PASSAGE TO READ |

%%

- Born: Mary Ann Russell October 30, 1928 San Francisco, California, US
- Died: June 5, 2021 (aged 92) Des Plaines, Illinois, US
- Other names: Mary Joseph of the Trinity
- Occupations: Socialite, Carmelite nun
- Children: 10
- Father: Donald J. Russell

= Ann Russell Miller =

American socialite (1928–2021)

Ann Russell Miller, O.Carm (October 30, 1928 – June 5, 2021) was an American socialite who left her wealth behind to become a Carmelite nun known as Sister Mary Joseph of the Trinity.

== Early life ==
Mary Ann Russell was born in San Francisco on October 30, 1928. Her father, Donald J. Russell, chaired Southern Pacific Railroad. Her mother was Louise Herring Russell.

She was an only child after the death of her sister Donna when she was young.

== Personal life ==
Russell had dreams of becoming a nun, but instead fell in love and married Richard K. Miller on June 15, 1948. Richard was an heir to the Folger coffee fortune. He was also the grandson of Christian Otto Gerberding "C.O.G." Miller, the founder of Pacific Lighting Corporation, which eventually became Pacific Gas and Electric Company; Richard eventually rose to the vice presidency of that company. She and Richard had a total of ten children.

She became a prominent socialite in San Francisco, holding a spot on 22 organization boards and donating money to various causes. According to a 2005 feature in the San Francisco Chronicle she was friends with Loretta Young, Nancy Reagan, and Phyllis Diller. She held frequent parties at her nine-bedroom San Francisco mansion, and spent her days smoking, drinking champagne, playing cards and travelling around the world on scuba diving trips. Even so, she was a devout Christian and made a pact with her husband that when one of them died, the other would join a religious order. When her husband died of cancer in 1984, Corky Bowles invited her to join him on his yacht, and proposed. She refused as she had already made up her mind that she now belonged with the Carmelite nuns.

On her 61st birthday in 1989, Miller announced she would be entering a convent, left her mansion overlooking San Francisco Bay before it was sold to a member of the band Metallica. She threw a party at the San Francisco Hilton for 800 guests. She wore a flower crown, and carried a helium balloon with the words "Here I am", so that people could find her in the crowd of 800 attendees. She gave away all of her possessions, and boarded a plane the following day to join the Sisters of Our Lady of Mount Carmel based in Des Plaines, Illinois. She announced that "The first two-thirds of my life were devoted to the world. The last third will be devoted to my soul."

Her children's reactions were mixed.

Miller remained in the convent for the rest of her life, rarely seeing her family. According to one of her sons, Mark Miller, "She was kind of an unusual nun. She didn't sing very well. She was frequently late to her required duties around the convent. She threw sticks for the [community] dogs, which was not allowed. Also, she was my mother."

== Death ==
Miller died after complications from a stroke on June 5, 2021, aged 92. She was buried on the grounds of the convent in Des Plaines, Illinois, and her family had a private funeral for her.

%%

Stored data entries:
%%

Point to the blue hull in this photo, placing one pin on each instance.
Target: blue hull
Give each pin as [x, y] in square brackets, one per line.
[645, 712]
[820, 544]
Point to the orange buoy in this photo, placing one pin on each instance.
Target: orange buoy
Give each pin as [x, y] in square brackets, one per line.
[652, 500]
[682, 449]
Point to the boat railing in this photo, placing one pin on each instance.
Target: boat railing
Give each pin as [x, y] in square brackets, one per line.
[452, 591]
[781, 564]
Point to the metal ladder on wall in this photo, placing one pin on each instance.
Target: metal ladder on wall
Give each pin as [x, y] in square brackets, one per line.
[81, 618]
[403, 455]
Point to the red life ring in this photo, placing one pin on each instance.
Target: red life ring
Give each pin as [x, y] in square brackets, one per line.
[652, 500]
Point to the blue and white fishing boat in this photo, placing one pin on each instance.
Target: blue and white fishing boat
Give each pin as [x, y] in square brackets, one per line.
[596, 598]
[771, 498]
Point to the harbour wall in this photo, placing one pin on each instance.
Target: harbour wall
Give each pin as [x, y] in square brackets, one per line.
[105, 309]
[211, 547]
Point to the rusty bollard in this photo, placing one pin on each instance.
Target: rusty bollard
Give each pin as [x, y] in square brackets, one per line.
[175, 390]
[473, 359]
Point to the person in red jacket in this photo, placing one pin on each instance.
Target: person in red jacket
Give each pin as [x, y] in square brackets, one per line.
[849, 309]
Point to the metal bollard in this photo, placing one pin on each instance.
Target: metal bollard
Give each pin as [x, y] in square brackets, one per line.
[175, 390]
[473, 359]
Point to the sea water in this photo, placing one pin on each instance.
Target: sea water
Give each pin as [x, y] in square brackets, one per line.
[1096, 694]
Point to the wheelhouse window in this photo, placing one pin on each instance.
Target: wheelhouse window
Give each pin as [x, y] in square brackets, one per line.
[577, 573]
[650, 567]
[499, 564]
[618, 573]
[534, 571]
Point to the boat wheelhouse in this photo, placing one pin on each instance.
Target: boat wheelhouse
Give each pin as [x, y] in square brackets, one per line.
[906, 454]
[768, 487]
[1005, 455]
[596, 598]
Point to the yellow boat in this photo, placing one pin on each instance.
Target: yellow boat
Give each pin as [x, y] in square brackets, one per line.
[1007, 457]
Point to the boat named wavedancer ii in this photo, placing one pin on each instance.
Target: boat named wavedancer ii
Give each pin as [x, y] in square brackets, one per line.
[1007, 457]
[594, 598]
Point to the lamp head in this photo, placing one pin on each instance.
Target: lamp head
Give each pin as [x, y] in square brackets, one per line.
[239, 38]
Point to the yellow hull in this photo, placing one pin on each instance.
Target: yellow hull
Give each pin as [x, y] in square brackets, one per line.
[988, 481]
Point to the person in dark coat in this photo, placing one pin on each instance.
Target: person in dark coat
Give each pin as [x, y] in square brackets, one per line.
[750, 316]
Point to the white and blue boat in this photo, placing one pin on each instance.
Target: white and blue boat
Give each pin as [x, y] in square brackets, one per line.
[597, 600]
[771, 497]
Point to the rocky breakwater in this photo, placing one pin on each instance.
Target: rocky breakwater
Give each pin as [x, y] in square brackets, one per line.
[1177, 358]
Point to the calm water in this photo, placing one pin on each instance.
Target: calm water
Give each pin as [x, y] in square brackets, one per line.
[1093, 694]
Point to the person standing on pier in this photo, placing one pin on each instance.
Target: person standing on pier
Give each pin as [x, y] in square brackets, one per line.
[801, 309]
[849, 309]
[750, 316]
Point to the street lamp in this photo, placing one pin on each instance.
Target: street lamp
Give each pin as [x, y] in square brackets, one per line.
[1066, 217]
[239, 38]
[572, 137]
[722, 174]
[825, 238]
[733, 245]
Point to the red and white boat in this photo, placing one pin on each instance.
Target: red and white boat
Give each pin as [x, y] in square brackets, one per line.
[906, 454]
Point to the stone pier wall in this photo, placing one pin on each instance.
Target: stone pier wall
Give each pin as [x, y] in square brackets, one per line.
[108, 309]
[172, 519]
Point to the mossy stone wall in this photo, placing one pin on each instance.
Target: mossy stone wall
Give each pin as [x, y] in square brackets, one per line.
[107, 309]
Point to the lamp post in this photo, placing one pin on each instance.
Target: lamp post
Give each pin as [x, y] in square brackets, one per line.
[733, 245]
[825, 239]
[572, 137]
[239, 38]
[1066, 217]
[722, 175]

%%
%%

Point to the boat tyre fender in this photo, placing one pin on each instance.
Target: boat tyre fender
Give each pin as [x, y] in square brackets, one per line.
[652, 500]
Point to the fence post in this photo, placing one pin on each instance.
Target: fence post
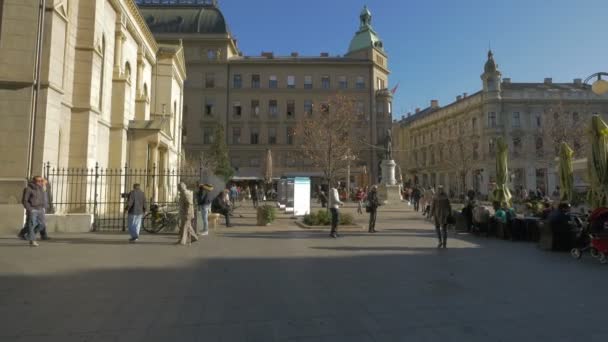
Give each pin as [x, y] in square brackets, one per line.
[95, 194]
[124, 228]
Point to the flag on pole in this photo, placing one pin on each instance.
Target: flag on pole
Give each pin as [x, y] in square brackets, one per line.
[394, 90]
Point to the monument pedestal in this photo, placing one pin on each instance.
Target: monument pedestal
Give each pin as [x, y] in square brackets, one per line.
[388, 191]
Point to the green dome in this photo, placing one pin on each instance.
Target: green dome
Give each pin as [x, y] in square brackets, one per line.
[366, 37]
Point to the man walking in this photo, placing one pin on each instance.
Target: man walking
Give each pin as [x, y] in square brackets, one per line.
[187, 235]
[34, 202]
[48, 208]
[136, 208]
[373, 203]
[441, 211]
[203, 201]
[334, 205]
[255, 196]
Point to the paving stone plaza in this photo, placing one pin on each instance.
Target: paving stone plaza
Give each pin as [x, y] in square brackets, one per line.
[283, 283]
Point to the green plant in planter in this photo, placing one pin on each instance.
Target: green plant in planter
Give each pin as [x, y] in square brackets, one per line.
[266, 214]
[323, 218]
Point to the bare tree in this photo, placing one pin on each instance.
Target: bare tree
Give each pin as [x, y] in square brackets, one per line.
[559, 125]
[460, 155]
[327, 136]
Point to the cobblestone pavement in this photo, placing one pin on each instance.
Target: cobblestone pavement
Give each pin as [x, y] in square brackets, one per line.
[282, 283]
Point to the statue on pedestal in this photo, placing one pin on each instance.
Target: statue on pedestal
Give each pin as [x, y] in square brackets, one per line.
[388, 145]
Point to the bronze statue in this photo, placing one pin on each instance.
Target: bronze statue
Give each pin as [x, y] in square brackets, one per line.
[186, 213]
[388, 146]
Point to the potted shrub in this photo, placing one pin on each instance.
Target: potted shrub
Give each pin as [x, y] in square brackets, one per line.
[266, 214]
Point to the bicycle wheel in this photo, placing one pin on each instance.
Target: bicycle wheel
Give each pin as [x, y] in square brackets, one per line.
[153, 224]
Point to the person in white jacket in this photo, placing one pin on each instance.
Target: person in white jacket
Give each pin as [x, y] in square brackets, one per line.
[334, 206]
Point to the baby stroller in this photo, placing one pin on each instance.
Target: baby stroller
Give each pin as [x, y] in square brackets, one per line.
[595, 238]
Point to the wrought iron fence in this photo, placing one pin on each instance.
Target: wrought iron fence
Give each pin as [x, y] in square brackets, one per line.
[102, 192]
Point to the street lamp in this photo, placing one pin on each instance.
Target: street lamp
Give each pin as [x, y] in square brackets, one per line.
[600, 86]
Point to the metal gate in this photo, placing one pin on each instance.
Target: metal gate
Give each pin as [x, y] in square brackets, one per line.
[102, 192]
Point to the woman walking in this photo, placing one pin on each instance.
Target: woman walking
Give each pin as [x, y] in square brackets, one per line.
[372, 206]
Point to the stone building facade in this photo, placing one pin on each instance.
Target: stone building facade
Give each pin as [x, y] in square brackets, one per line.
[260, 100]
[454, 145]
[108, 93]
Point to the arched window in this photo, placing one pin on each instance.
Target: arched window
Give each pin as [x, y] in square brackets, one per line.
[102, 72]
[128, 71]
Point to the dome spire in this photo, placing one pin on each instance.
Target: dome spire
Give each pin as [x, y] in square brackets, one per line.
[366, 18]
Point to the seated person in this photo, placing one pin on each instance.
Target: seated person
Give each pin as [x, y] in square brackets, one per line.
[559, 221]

%%

WORK TASK 1 | Decide whether each statement agrees with the article on Ann Russell Miller, answering yes or no and quoting the words that settle it: (a) Miller's husband died of cancer in 1984. (b) Miller held her farewell party at her San Francisco mansion. (c) Miller's father chaired Southern Pacific Railroad.
WORK TASK 2 | Print the article on Ann Russell Miller from "Her children's reactions" up to and including "funeral for her.".
The data come from a source separate from the article on Ann Russell Miller.

EXERCISE RESPONSE 1 |
(a) Yes: "When her husband died of cancer in 1984"
(b) No: "She threw a party at the San Francisco Hilton for 800 guests."
(c) Yes: "Her father, Donald J. Russell, chaired Southern Pacific Railroad."

EXERCISE RESPONSE 2 |
Her children's reactions were mixed.

Miller remained in the convent for the rest of her life, rarely seeing her family. According to one of her sons, Mark Miller, "She was kind of an unusual nun. She didn't sing very well. She was frequently late to her required duties around the convent. She threw sticks for the [community] dogs, which was not allowed. Also, she was my mother."

== Death ==
Miller died after complications from a stroke on June 5, 2021, aged 92. She was buried on the grounds of the convent in Des Plaines, Illinois, and her family had a private funeral for her.